*DATASET RECORDS*
====

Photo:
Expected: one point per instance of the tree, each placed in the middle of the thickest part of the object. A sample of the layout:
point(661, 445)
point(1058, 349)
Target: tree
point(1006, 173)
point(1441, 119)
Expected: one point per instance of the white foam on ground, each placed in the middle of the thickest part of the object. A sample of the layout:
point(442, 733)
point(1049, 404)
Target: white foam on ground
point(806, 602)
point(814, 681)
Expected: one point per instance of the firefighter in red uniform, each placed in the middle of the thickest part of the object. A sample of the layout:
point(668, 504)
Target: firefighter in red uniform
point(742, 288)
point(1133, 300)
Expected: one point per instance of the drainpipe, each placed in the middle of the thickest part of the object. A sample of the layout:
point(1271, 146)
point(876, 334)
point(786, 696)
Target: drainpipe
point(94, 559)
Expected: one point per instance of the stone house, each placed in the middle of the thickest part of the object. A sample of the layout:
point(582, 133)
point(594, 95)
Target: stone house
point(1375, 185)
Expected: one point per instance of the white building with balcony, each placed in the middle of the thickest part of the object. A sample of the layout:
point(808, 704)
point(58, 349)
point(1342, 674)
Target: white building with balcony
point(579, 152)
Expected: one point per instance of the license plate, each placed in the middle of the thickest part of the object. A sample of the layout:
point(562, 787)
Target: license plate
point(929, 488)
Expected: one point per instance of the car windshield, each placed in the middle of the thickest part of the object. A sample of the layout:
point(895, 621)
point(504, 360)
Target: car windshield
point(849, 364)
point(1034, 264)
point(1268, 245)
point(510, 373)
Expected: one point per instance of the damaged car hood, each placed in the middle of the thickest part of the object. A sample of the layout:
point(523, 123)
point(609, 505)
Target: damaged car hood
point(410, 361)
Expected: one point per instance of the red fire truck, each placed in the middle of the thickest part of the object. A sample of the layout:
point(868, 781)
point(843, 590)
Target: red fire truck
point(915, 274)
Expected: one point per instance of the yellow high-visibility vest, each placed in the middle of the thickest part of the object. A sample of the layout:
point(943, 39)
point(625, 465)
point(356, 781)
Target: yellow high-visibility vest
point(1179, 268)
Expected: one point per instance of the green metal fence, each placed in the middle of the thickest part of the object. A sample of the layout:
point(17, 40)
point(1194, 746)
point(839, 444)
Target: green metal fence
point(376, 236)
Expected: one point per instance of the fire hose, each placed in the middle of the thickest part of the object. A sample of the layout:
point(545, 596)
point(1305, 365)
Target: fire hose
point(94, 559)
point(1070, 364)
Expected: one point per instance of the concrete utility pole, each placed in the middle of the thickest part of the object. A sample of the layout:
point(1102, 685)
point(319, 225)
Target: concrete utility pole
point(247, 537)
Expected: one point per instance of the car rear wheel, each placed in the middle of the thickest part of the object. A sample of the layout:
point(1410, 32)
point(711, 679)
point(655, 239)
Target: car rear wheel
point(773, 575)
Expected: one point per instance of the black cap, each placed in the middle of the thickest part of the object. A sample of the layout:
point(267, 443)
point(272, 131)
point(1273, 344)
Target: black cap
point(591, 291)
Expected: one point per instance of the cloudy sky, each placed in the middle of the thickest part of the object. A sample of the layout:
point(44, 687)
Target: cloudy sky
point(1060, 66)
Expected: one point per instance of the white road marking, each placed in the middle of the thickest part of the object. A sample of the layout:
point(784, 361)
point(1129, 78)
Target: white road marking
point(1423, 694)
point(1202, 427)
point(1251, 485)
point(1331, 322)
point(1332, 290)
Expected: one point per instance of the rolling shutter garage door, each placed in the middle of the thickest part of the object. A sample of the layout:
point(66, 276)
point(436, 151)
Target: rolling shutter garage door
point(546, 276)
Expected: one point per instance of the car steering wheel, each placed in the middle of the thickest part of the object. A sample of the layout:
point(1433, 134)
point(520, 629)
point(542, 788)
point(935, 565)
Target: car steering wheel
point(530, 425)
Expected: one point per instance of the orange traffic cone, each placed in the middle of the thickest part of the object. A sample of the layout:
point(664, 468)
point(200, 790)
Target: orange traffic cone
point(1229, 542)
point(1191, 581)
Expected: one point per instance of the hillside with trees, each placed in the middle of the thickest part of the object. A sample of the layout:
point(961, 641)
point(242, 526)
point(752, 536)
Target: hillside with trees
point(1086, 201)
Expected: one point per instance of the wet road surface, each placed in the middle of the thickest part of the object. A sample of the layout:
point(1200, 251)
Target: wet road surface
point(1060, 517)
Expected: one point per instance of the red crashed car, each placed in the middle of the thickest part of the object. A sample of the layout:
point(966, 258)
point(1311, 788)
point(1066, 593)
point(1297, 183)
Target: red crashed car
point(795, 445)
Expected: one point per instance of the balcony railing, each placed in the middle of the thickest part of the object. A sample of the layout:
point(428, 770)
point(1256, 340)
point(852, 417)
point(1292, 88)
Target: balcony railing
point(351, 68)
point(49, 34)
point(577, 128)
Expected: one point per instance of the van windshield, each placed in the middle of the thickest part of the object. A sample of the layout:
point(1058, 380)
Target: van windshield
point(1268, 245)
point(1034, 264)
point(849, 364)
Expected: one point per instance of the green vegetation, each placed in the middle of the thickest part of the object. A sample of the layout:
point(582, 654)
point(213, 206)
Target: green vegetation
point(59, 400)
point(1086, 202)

====

*GIVEN EXERCISE*
Convert every line of the items above into a Markdown table with two columns, Row and Item line. Number the rows in order and leave out any blank lines.

*TASK SOLUTION*
| Row | Item line |
|---|---|
| 1 | Photo: |
| 2 | Expected: one point per instance of the tree, each placed in the middle of the thickest part of the object. A sample of the layout: |
| 3 | point(661, 445) |
| 4 | point(1058, 349) |
| 5 | Target: tree |
| 6 | point(1006, 173) |
| 7 | point(1441, 119) |
| 8 | Expected: one point per instance of the white foam on ground, each placed in the middle of the thickest part of the object. A sample of the layout: |
| 9 | point(442, 733) |
| 10 | point(1049, 404) |
| 11 | Target: white foam on ground |
| 12 | point(806, 602) |
| 13 | point(814, 681) |
| 14 | Expected: one point per instance of the firefighter in red uniform, each placed in the middle of the thickest part of the object. A sample of the layout: |
| 15 | point(668, 504) |
| 16 | Target: firefighter in red uniform |
| 17 | point(742, 288) |
| 18 | point(1133, 300) |
| 19 | Expected: one point per instance of the drainpipe, each placed in the middle of the thickest part of the object. A sample of the layout: |
| 20 | point(1271, 146) |
| 21 | point(876, 334) |
| 22 | point(786, 696) |
| 23 | Target: drainpipe |
| 24 | point(94, 559) |
| 25 | Expected: one point per instance of the stone house, each placed in the middle of the thickest part of the object. A sample of the layout: |
| 26 | point(582, 133) |
| 27 | point(594, 95) |
| 28 | Target: stone house |
| 29 | point(1375, 185) |
| 30 | Expected: one point per instance of the white building with balcony, each placed in the middle of the thickest part of the object. A sample of the layout: |
| 31 | point(808, 704) |
| 32 | point(58, 349) |
| 33 | point(1342, 674) |
| 34 | Target: white building with balcony |
| 35 | point(579, 152) |
| 36 | Expected: one point per instance of the license plate, each placed in the middle of the thickest part of the object. A sample of the layout: |
| 37 | point(562, 787) |
| 38 | Target: license plate |
| 39 | point(929, 488) |
| 40 | Expected: one point per instance of the car windshield, each placed in the middle of the thickest part of the object. A sample of the layout: |
| 41 | point(895, 621) |
| 42 | point(504, 360) |
| 43 | Target: car windshield |
| 44 | point(849, 364) |
| 45 | point(1034, 264) |
| 46 | point(1268, 245) |
| 47 | point(510, 373) |
| 48 | Expected: one point per instance of the damaged car hood, each placed in the middle of the thickest part of the object. A sample of the layout: |
| 49 | point(523, 123) |
| 50 | point(609, 505) |
| 51 | Target: damaged car hood |
| 52 | point(410, 361) |
| 53 | Expected: one point per instance of the red fire truck, each placed in the middle of the thickest part of the object. A sample of the layout: |
| 54 | point(868, 781) |
| 55 | point(843, 590) |
| 56 | Target: red fire truck |
| 57 | point(915, 274) |
| 58 | Expected: one point per instance of the yellow high-visibility vest, each placed in the middle of the thickest part of the object. A sample of the layout: |
| 59 | point(943, 39) |
| 60 | point(625, 465) |
| 61 | point(356, 781) |
| 62 | Target: yellow high-visibility vest |
| 63 | point(1179, 268) |
| 64 | Expected: one point per instance of the green metal fence, each placed in the middle of the thickest part of the object. A sample of the layout: |
| 65 | point(17, 40) |
| 66 | point(1194, 746) |
| 67 | point(839, 444) |
| 68 | Target: green metal fence |
| 69 | point(376, 236) |
| 70 | Expected: one point per instance of the fire hose, each placed in the middle of the thickest part of the object. A sample of the layout: |
| 71 | point(545, 596) |
| 72 | point(1305, 365) |
| 73 | Target: fire hose |
| 74 | point(94, 559) |
| 75 | point(1070, 364) |
| 76 | Expected: one point per instance of the concrete utility pole, each placed in the middle of the thickest part of the object. A sample of the layout: |
| 77 | point(1102, 685) |
| 78 | point(319, 225) |
| 79 | Target: concrete utility pole |
| 80 | point(247, 537) |
| 81 | Expected: one point per instance of the car rear wheel, each placed in the middle of the thickest part of the object. A sample of the layout: |
| 82 | point(1410, 32) |
| 83 | point(711, 679) |
| 84 | point(655, 239) |
| 85 | Target: car rear wheel |
| 86 | point(773, 575) |
| 87 | Expected: one point per instance of the black cap, each placed in the middle of the thickest part of the object. A sample of the layout: |
| 88 | point(267, 443) |
| 89 | point(272, 131) |
| 90 | point(1273, 344) |
| 91 | Target: black cap |
| 92 | point(591, 291) |
| 93 | Expected: one point per instance of the cloudy sky, each placed in the middle of the thickest part of the object. A sample of the layout: |
| 94 | point(44, 687) |
| 95 | Target: cloudy sky |
| 96 | point(1060, 66) |
| 97 | Expected: one point per instance of the white road marking, each placed in the middle of the thickest part of the object. A sample of the layout: |
| 98 | point(784, 361) |
| 99 | point(1129, 78) |
| 100 | Target: white road marking |
| 101 | point(1423, 694) |
| 102 | point(1202, 427) |
| 103 | point(1251, 485) |
| 104 | point(1331, 322) |
| 105 | point(1332, 290) |
| 106 | Expected: one point per instance of the rolling shutter garage door, each placed in the middle of the thickest part of the object. A sample of the layout: |
| 107 | point(66, 276) |
| 108 | point(436, 151) |
| 109 | Target: rolling shutter garage door |
| 110 | point(546, 276) |
| 111 | Expected: one point per instance of the car steering wheel, each placed in the middle of the thickest part of the object. A sample of the layout: |
| 112 | point(1433, 134) |
| 113 | point(520, 629) |
| 114 | point(542, 788) |
| 115 | point(935, 565) |
| 116 | Target: car steering wheel |
| 117 | point(530, 425) |
| 118 | Expected: one point per instance of the orange traffic cone, each placed in the middle of the thickest part of the object. A sample of the layout: |
| 119 | point(664, 468) |
| 120 | point(200, 790) |
| 121 | Target: orange traffic cone |
| 122 | point(1229, 542) |
| 123 | point(1191, 581) |
| 124 | Expected: one point per instance of the hillside with trees, each placed in the middle of the thickest part of the object. A sample of the layout: |
| 125 | point(961, 641) |
| 126 | point(242, 526) |
| 127 | point(752, 536) |
| 128 | Target: hillside with trees |
| 129 | point(1086, 201) |
| 130 | Expected: one point per instance of the wet road surface, each placed in the middle of the thickest part of the object. A sample of the layout: |
| 131 | point(1200, 251) |
| 132 | Target: wet road surface |
| 133 | point(1060, 517) |
| 134 | Expected: one point per instance of the red crashed car, each placed in the middle of the thickest part of the object. A sample of the layout: |
| 135 | point(966, 258) |
| 136 | point(1311, 788) |
| 137 | point(1066, 593) |
| 138 | point(1297, 183) |
| 139 | Target: red crashed car |
| 140 | point(795, 445) |
| 141 | Expected: one point per instance of the balcony railing, each placed in the middle of the thickest part of the object. A sample of the layout: |
| 142 | point(428, 770) |
| 143 | point(1256, 340) |
| 144 | point(852, 417) |
| 145 | point(1292, 88) |
| 146 | Target: balcony railing |
| 147 | point(351, 68) |
| 148 | point(49, 34) |
| 149 | point(577, 128) |
| 150 | Expected: one point per instance of the van windshield, each placed in the middle of the thickest part of the object. A sample of the layout: |
| 151 | point(1058, 380) |
| 152 | Target: van windshield |
| 153 | point(1268, 245) |
| 154 | point(1034, 264) |
| 155 | point(849, 364) |
| 156 | Expected: one point per instance of the green vegetation, each placed in the middle of the thickest part of the object. A sample of the layout: |
| 157 | point(582, 654) |
| 158 | point(213, 206) |
| 159 | Target: green vegetation |
| 160 | point(59, 400) |
| 161 | point(1086, 202) |